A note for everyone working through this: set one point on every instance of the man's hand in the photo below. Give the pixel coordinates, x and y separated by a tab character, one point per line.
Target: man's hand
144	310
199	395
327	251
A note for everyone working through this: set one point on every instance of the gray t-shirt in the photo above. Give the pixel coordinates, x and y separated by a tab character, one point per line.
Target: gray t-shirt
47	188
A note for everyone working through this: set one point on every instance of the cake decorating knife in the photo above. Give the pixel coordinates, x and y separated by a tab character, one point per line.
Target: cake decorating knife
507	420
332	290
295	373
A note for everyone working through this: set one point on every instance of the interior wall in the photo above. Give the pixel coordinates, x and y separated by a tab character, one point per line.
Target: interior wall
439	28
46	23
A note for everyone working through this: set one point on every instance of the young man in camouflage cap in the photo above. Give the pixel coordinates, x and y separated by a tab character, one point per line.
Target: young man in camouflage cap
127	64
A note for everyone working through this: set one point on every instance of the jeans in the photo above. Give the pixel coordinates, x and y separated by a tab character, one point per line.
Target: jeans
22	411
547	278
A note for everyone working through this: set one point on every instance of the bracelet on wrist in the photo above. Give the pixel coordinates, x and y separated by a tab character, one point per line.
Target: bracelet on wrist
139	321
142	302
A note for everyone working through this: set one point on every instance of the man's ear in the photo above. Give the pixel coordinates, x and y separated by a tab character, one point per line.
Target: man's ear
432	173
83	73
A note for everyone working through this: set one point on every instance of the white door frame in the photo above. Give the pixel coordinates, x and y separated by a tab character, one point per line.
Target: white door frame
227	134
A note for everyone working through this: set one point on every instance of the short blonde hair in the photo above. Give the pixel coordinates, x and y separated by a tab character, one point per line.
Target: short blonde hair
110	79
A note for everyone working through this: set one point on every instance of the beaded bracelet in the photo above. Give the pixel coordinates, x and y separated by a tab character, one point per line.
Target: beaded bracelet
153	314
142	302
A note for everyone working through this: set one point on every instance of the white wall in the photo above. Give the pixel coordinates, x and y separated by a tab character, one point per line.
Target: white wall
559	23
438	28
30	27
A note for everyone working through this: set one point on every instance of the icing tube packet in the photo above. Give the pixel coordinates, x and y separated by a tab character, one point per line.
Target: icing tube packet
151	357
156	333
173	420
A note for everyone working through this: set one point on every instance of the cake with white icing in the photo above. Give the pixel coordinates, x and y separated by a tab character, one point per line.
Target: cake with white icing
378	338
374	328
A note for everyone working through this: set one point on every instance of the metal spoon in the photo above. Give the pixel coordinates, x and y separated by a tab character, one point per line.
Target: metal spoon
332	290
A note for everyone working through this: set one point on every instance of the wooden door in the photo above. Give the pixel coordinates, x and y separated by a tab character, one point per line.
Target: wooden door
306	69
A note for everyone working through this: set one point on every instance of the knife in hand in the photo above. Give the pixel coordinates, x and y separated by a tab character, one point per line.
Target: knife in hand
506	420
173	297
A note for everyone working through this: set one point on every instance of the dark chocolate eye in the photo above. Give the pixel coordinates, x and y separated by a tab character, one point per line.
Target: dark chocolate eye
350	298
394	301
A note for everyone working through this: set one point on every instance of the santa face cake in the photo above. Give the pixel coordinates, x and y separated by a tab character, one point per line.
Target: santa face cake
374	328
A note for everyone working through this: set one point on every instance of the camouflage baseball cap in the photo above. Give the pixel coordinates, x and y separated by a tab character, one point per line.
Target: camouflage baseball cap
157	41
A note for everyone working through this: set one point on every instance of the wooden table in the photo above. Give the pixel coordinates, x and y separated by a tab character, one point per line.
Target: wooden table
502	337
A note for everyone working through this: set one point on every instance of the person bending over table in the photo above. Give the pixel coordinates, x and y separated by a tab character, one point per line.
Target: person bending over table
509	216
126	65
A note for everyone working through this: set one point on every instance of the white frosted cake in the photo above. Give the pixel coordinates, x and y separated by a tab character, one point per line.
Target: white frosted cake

**Short exercise**
Retype the records that precede this task, keeping them exactly the same.

**Written answer**
A note for everyone working through this: set one point on every instance of the man's hand in the photo below. Give the pixel coordinates, x and y separated by a tab character, one point per line.
Target: man's hand
144	310
199	395
327	251
A note for everyone working through this: set one point on every instance of the gray t-shirt in the photo above. Give the pixel coordinates, x and y separated by a tab character, one point per line.
Target: gray t-shirt
47	188
A note for everyone working through this: set one point on every instance of the cake decorating knife in the photo above. Give the pixel coordinates, x and y separated by a tab character, one point per line.
Target: cake decorating knife
507	420
332	290
295	373
A note for everyone working through this: set one point on every instance of the interior wall in the photo above. Give the pixel coordinates, x and y separated by a tab character, one point per line.
Target: interior wall
439	28
46	23
A note for everyone working through this: set one point on every instance of the young man in camouflage cap in the photo above. Give the pixel coordinates, x and y separated by a tab character, one point per line.
Target: young man in camouflage cap
127	64
A note for everyone working through this: set one point on every instance of the jeans in the photo above. Give the pixel coordinates, x and y separated by a tab character, one point per line.
Target: jeans
22	411
547	278
A note for everyone working through this: set one point on every instance of the bracelet on wrist in the photo above. Give the pixel coordinates, x and y separated by a tab character, one point per line.
Target: bracelet on wrist
139	321
142	302
A note for everyone working through this: set one point on every instance of the man's ear in the photo above. Give the pixel coordinates, x and y separated by a tab character, one point per line.
Target: man's ear
432	173
83	73
A note for everyone working through this: set one point on every instance of the white door frame in the photo above. Give the pixel coordinates, x and y separated by a tab character, one point per line.
Target: white door frame
227	134
A note for everyone working through this: set one point on every instance of the short blonde hair in the photo above. Give the pixel coordinates, x and y separated by a tab character, one point per line.
Target: short blonde hair
110	79
A note for everyone working through this: set one point on every instance of the beaded bracelet in the photo above. Give the pixel coordinates, x and y separated by a tab character, one point per line.
Target: beaded bracelet
153	314
142	302
A note for everyone working through this: set one point on every instance of the white wall in the photo above. Give the pixel coordinates, x and y separated by a tab character, one point per line.
Target: white wall
559	23
438	28
30	27
A note for everyone working through this: set one point on every instance of the icing tube packet in the photo above. Give the pixel coordinates, x and y separated by a tab character, one point per line.
Target: icing tube packet
151	357
156	333
173	420
A note for everyone working through this: set one point on every instance of the cake with white icing in the photo above. Give the pixel coordinates, x and y separated by a tab character, one point per line.
Target: cake with white icing
378	338
374	328
A note for everyone working through this: set one point on every instance of the metal spoon in the photo above. Give the pixel coordinates, x and y separated by a tab character, one point per line.
Target: metal spoon
332	290
A note for everyone working through this: set one point on every instance of the wooden door in the photo above. Give the pixel coordinates, x and y separated by a tab character, one point per line.
Target: wooden door
306	69
A note for everyone working through this: set one point on every instance of the knife in hand in the photo above. Give the pixel coordinates, x and y separated by a tab character, one point per line.
Target: knife in hand
506	420
173	297
A note for everyone working through this: set one point on every instance of the dark chocolate eye in the photo above. Give the pixel coordinates, x and y separated by a tab character, one point per line.
Target: dark chocolate eye
350	298
394	301
A note for everyone working through this: set one point on every instance of the santa face cake in the photo above. Give the pixel coordinates, x and y separated by a tab character, one point per line.
Target: santa face cake
374	328
A note for everyone working through this: set one point on every instance of the camouflage baseball cap in the photo above. Give the pixel coordinates, x and y separated by a tab character, one point per line.
Target: camouflage baseball cap
157	41
A note for everyone working through this: set one point on every instance of the wooden table in the photo above. Give the pixel coordinates, x and y separated by a tab character, one point per line.
Target: wooden table
502	337
A note for everyone working through this: set one point on every instance of the person bending over table in the photo above. Give the pixel coordinates, x and y separated by a tab character, one point per line.
Target: person bending over table
509	216
126	65
A note for everyone working through this: set one point on every instance of the white frosted cake in the photo above. Give the pixel coordinates, x and y separated by a tab character, one point per line.
Target: white frosted cake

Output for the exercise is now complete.